____ PROVIDED INFORMATION

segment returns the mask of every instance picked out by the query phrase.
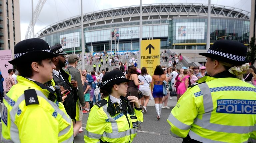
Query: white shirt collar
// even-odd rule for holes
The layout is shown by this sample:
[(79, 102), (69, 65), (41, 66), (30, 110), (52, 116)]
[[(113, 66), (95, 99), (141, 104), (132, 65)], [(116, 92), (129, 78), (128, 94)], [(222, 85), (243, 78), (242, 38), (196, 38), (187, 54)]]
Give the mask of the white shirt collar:
[(32, 78), (29, 78), (29, 77), (28, 77), (27, 78), (28, 79), (30, 80), (32, 80), (32, 81), (35, 81), (35, 80), (32, 79)]
[(114, 103), (115, 102), (117, 102), (118, 103), (120, 103), (120, 101), (121, 100), (120, 99), (120, 98), (119, 98), (119, 99), (118, 99), (113, 97), (113, 96), (111, 95), (110, 94), (109, 94), (109, 98), (110, 98), (110, 100), (112, 103)]
[[(59, 71), (57, 71), (56, 70), (53, 69), (52, 70), (52, 72), (53, 73), (53, 74), (55, 75), (57, 77), (59, 77), (59, 74), (60, 74), (60, 72)], [(63, 79), (63, 80), (64, 81), (64, 82), (65, 82), (65, 80), (64, 80), (64, 78), (63, 78), (63, 77), (62, 76), (62, 75), (61, 74), (60, 75), (60, 77), (61, 77), (61, 78)]]
[(52, 70), (52, 72), (53, 73), (57, 76), (59, 76), (59, 74), (60, 74), (60, 71), (57, 71), (56, 70), (53, 69)]

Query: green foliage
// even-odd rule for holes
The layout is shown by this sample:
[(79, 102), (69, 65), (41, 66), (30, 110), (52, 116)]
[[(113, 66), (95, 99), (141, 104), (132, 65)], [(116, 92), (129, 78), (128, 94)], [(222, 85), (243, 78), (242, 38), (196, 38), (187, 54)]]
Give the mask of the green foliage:
[(252, 64), (253, 64), (256, 61), (256, 44), (255, 44), (255, 40), (254, 37), (252, 37), (251, 39), (246, 56), (246, 58), (252, 61)]

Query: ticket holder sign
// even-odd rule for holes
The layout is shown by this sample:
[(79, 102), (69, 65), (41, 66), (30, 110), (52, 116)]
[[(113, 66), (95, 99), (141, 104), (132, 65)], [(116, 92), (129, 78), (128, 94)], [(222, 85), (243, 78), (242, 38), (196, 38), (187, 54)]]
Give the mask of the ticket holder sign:
[(13, 68), (13, 65), (8, 62), (12, 60), (12, 57), (11, 50), (0, 50), (0, 70), (4, 79), (3, 82), (4, 91), (6, 88), (5, 79), (9, 75), (8, 70)]
[(140, 67), (146, 67), (148, 73), (151, 76), (156, 67), (160, 64), (160, 39), (141, 41)]

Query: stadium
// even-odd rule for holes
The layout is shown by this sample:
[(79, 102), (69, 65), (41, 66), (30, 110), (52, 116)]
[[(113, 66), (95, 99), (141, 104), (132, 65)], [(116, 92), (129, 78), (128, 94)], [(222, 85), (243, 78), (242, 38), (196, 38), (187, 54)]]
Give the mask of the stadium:
[[(249, 42), (250, 12), (211, 5), (210, 44), (220, 39)], [(206, 49), (208, 4), (166, 3), (142, 5), (142, 39), (161, 39), (161, 49), (196, 53)], [(86, 52), (138, 50), (139, 5), (84, 14)], [(36, 34), (50, 46), (61, 44), (66, 52), (81, 51), (80, 16), (49, 25)], [(190, 52), (189, 51), (191, 51)]]

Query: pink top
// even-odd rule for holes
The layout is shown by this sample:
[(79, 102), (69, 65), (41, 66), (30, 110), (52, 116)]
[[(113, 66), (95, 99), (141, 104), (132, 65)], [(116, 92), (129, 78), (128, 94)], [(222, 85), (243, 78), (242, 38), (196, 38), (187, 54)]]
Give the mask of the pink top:
[(187, 75), (186, 76), (185, 76), (185, 77), (183, 78), (181, 80), (181, 82), (185, 82), (185, 80), (186, 80), (186, 79), (187, 78), (188, 78), (189, 77), (189, 76), (188, 75)]
[(198, 80), (198, 78), (197, 78), (197, 77), (195, 75), (193, 75), (193, 76), (192, 76), (192, 77), (191, 78), (190, 82), (191, 84), (195, 83), (196, 81)]

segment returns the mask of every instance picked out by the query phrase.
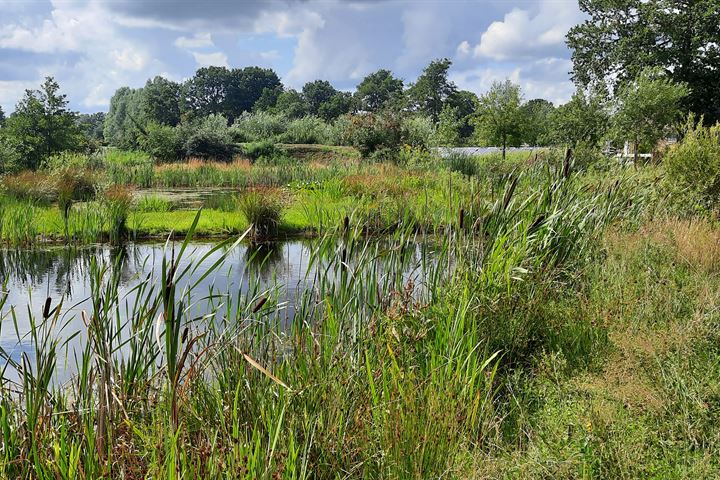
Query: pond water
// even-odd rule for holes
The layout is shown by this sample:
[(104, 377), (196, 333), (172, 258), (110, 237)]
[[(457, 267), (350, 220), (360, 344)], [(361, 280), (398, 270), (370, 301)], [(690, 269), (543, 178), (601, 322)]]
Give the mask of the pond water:
[[(319, 282), (324, 282), (326, 288), (328, 282), (332, 284), (338, 269), (328, 268), (328, 264), (337, 266), (340, 255), (345, 255), (345, 247), (342, 241), (338, 241), (330, 245), (323, 260), (322, 255), (317, 253), (317, 242), (293, 240), (259, 246), (239, 244), (231, 249), (216, 251), (213, 251), (216, 246), (214, 243), (191, 243), (184, 255), (186, 260), (180, 265), (182, 268), (193, 264), (197, 268), (186, 278), (186, 283), (194, 283), (216, 262), (220, 262), (219, 267), (213, 269), (193, 290), (194, 318), (209, 312), (213, 312), (213, 315), (220, 312), (220, 315), (229, 318), (232, 316), (229, 308), (223, 310), (222, 307), (218, 308), (219, 304), (238, 308), (245, 302), (247, 307), (247, 302), (257, 302), (259, 296), (265, 296), (272, 299), (268, 302), (268, 318), (289, 325), (299, 303), (308, 292), (317, 288)], [(386, 282), (384, 290), (395, 282), (395, 285), (411, 284), (417, 292), (421, 291), (428, 262), (434, 256), (428, 243), (405, 242), (402, 248), (407, 252), (401, 256), (388, 254), (392, 260), (384, 257), (385, 253), (396, 251), (391, 241), (361, 243), (362, 248), (357, 250), (365, 253), (371, 250), (367, 257), (373, 259), (364, 267), (365, 270), (374, 269), (376, 272), (373, 276), (364, 271), (364, 278), (378, 284)], [(174, 248), (177, 251), (178, 245)], [(325, 250), (328, 250), (327, 244)], [(42, 319), (47, 298), (52, 299), (52, 307), (62, 302), (57, 322), (61, 327), (54, 327), (59, 331), (53, 332), (53, 335), (69, 338), (65, 348), (72, 352), (73, 348), (83, 345), (86, 339), (87, 326), (81, 312), (92, 311), (91, 278), (93, 272), (97, 271), (93, 265), (105, 264), (117, 273), (118, 298), (121, 300), (119, 308), (132, 308), (134, 300), (139, 296), (138, 284), (145, 282), (158, 288), (163, 258), (170, 258), (172, 251), (172, 247), (161, 243), (130, 243), (123, 247), (96, 245), (83, 248), (0, 250), (0, 280), (7, 295), (0, 313), (0, 347), (4, 352), (0, 357), (7, 356), (18, 361), (23, 352), (31, 357), (34, 355), (34, 345), (29, 335), (31, 319), (36, 322)], [(352, 259), (343, 258), (342, 262), (352, 264)], [(178, 288), (180, 291), (181, 288)], [(209, 292), (213, 293), (211, 299), (206, 298)]]

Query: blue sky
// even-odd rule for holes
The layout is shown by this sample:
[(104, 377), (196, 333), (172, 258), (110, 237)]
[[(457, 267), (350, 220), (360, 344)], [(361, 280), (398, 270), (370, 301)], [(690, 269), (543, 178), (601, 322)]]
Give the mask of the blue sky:
[(260, 65), (294, 88), (351, 90), (388, 68), (407, 82), (438, 57), (476, 93), (494, 80), (567, 101), (576, 0), (0, 0), (0, 105), (53, 75), (71, 106), (105, 111), (121, 86), (206, 65)]

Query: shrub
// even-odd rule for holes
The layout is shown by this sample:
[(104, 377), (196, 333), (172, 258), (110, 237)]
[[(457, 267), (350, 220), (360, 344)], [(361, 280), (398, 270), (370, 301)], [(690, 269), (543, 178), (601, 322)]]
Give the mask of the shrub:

________

## WHAT THE EXERCISE ASKS
Output every line of the listing above as a JSON list of strings, one string per line, without blank lines or picture lines.

## CORRECT RESULT
[
  "segment returns the mask of every instance picked out by the query phrase.",
  "Query: white shirt collar",
  "// even-odd rule for holes",
  "The layout is shown by this sample:",
  "[(79, 102), (69, 65), (41, 66), (30, 110), (52, 116)]",
  "[[(113, 66), (95, 99), (141, 104), (132, 65)], [(116, 92), (129, 78), (128, 94)], [(222, 85), (243, 78), (242, 38), (196, 38), (187, 54)]]",
  "Give the mask of the white shirt collar:",
  "[(32, 78), (29, 78), (29, 77), (28, 77), (27, 78), (28, 79), (30, 80), (32, 80), (32, 81), (35, 81), (35, 80), (32, 79)]",
  "[(114, 103), (115, 102), (117, 102), (118, 103), (120, 103), (120, 101), (121, 100), (120, 99), (120, 98), (119, 98), (119, 99), (118, 99), (113, 97), (113, 96), (111, 95), (110, 94), (109, 94), (109, 98), (110, 98), (110, 100), (112, 103)]",
  "[[(59, 71), (57, 71), (56, 70), (53, 69), (52, 70), (52, 72), (53, 73), (53, 74), (55, 75), (57, 77), (59, 77), (59, 74), (60, 74), (60, 72)], [(63, 79), (63, 80), (64, 81), (64, 82), (65, 82), (65, 80), (64, 80), (64, 78), (63, 78), (63, 77), (62, 76), (62, 75), (61, 74), (60, 75), (60, 77), (61, 77), (61, 78)]]",
  "[(52, 70), (52, 72), (53, 73), (57, 76), (59, 76), (59, 74), (60, 74), (60, 71), (57, 71), (56, 70), (53, 69)]",
  "Query: green foliage",
  "// even-odd rule for holes",
  "The layout is shown by this sample:",
  "[(79, 102), (69, 65), (41, 66), (30, 110), (52, 116)]",
  "[[(113, 66), (95, 99), (141, 104), (132, 65)], [(116, 92), (129, 78), (128, 94)], [(222, 85), (243, 78), (242, 38), (196, 38), (187, 54)]]",
  "Give the mask of the green foliage:",
  "[(252, 64), (253, 64), (256, 61), (256, 44), (255, 44), (255, 40), (254, 37), (252, 37), (251, 39), (246, 56), (246, 58), (252, 61)]",
  "Query: ticket holder sign",
  "// even-odd rule for holes",
  "The layout is shown by this sample:",
  "[(79, 102), (69, 65), (41, 66), (30, 110), (52, 116)]",
  "[[(113, 66), (95, 99), (141, 104), (132, 65)], [(116, 92), (129, 78), (128, 94)], [(222, 85), (243, 78), (242, 38), (196, 38), (187, 54)]]",
  "Give the mask of the ticket holder sign:",
  "[(13, 68), (13, 65), (8, 62), (12, 60), (12, 57), (11, 50), (0, 50), (0, 70), (4, 79), (3, 82), (4, 91), (6, 88), (5, 79), (9, 75), (8, 70)]",
  "[(140, 67), (146, 67), (148, 73), (151, 76), (156, 67), (160, 64), (160, 39), (141, 41)]",
  "Query: stadium",
  "// even-odd rule for holes",
  "The layout is shown by this sample:",
  "[(79, 102), (69, 65), (41, 66), (30, 110), (52, 116)]",
  "[[(113, 66), (95, 99), (141, 104), (132, 65)], [(116, 92), (129, 78), (128, 94)], [(222, 85), (243, 78), (242, 38), (196, 38), (187, 54)]]",
  "Give the mask of the stadium:",
  "[[(249, 42), (250, 12), (211, 5), (210, 44), (220, 39)], [(206, 49), (208, 4), (166, 3), (142, 5), (142, 39), (161, 39), (161, 49), (196, 53)], [(86, 52), (138, 50), (139, 5), (84, 14)], [(36, 34), (50, 46), (61, 44), (66, 52), (81, 51), (80, 16), (49, 25)], [(190, 52), (189, 51), (191, 51)]]",
  "Query: pink top",
  "// even-odd rule for holes",
  "The layout is shown by this sample:",
  "[(79, 102), (69, 65), (41, 66), (30, 110), (52, 116)]",
  "[[(113, 66), (95, 99), (141, 104), (132, 65)], [(116, 92), (129, 78), (128, 94)], [(222, 85), (243, 78), (242, 38), (196, 38), (187, 54)]]",
  "Give the mask of the pink top:",
  "[(187, 75), (186, 76), (185, 76), (185, 77), (183, 78), (181, 80), (181, 82), (185, 82), (185, 80), (186, 80), (186, 79), (187, 78), (188, 78), (189, 77), (189, 76), (188, 75)]",
  "[(198, 80), (198, 78), (197, 78), (197, 77), (195, 75), (193, 75), (193, 76), (192, 76), (192, 77), (191, 78), (190, 82), (191, 84), (195, 83), (196, 81)]",
  "segment returns the mask of every instance picked out by the query phrase.",
  "Query: pond water",
  "// even-odd rule for holes",
  "The layout is shown by this sample:",
  "[(104, 377), (196, 333), (172, 258), (110, 237)]",
  "[[(457, 267), (350, 220), (360, 344)], [(361, 280), (398, 270), (370, 301)], [(690, 269), (543, 178), (601, 322)]]",
  "Give the mask of the pond water:",
  "[[(319, 282), (324, 282), (326, 288), (328, 282), (332, 284), (338, 269), (328, 268), (328, 264), (337, 266), (340, 255), (345, 255), (345, 247), (342, 241), (338, 241), (330, 245), (323, 260), (322, 255), (317, 253), (317, 242), (293, 240), (259, 246), (239, 244), (231, 249), (216, 251), (213, 251), (216, 246), (214, 243), (191, 243), (184, 255), (186, 260), (180, 265), (182, 268), (193, 264), (197, 268), (186, 278), (186, 283), (194, 283), (216, 262), (220, 262), (219, 267), (213, 269), (193, 290), (194, 318), (209, 312), (213, 312), (213, 315), (220, 312), (220, 315), (229, 318), (232, 316), (229, 308), (223, 310), (222, 307), (218, 308), (219, 304), (238, 308), (245, 302), (247, 307), (247, 302), (257, 302), (259, 296), (265, 296), (272, 299), (268, 302), (268, 318), (289, 325), (299, 303), (308, 292), (317, 288)], [(386, 282), (384, 290), (395, 282), (395, 285), (411, 284), (417, 292), (421, 291), (428, 262), (434, 256), (428, 243), (405, 242), (402, 248), (407, 252), (401, 256), (388, 254), (392, 260), (384, 257), (385, 253), (396, 251), (391, 241), (361, 243), (362, 248), (357, 250), (365, 253), (371, 250), (367, 257), (373, 259), (364, 267), (365, 270), (374, 269), (376, 272), (373, 276), (364, 271), (364, 278), (378, 284)], [(174, 248), (177, 251), (178, 245)], [(325, 250), (328, 250), (327, 244)], [(42, 319), (47, 298), (52, 299), (52, 307), (62, 302), (57, 322), (61, 327), (54, 327), (59, 331), (53, 332), (53, 335), (69, 338), (65, 348), (72, 352), (73, 348), (83, 345), (86, 339), (87, 326), (81, 312), (92, 311), (91, 278), (93, 272), (97, 271), (93, 265), (105, 264), (117, 273), (118, 298), (121, 300), (119, 308), (132, 308), (134, 300), (139, 296), (138, 284), (145, 282), (158, 288), (163, 258), (170, 258), (172, 251), (172, 247), (161, 243), (130, 243), (123, 247), (96, 245), (83, 248), (0, 250), (0, 280), (7, 295), (0, 313), (0, 347), (4, 352), (0, 357), (7, 356), (18, 361), (23, 352), (31, 357), (34, 355), (34, 345), (29, 335), (31, 319), (36, 322)], [(352, 259), (343, 258), (342, 262), (352, 264)], [(178, 288), (180, 291), (181, 288)], [(209, 292), (213, 293), (211, 299), (206, 298)]]",
  "Query: blue sky",
  "// even-odd rule for holes",
  "The layout is shown by this sample:",
  "[(104, 377), (196, 333), (172, 258), (110, 237)]",
  "[[(457, 267), (350, 220), (360, 344)], [(361, 280), (398, 270), (370, 301)], [(690, 269), (543, 178), (601, 322)]]",
  "Give the mask of the blue sky:",
  "[(260, 65), (294, 88), (351, 90), (388, 68), (407, 82), (438, 57), (476, 93), (494, 80), (567, 101), (576, 0), (0, 0), (0, 105), (53, 75), (71, 106), (105, 111), (121, 86), (206, 65)]",
  "Query: shrub",
  "// even-odd rule for holes",
  "The layout is shown by this sample:",
  "[(104, 377), (196, 333), (172, 258), (110, 237)]",
  "[[(457, 267), (350, 220), (360, 344)], [(361, 280), (398, 270), (370, 301)], [(690, 269), (543, 178), (601, 322)]]",
  "Give the mask of the shrub:"
]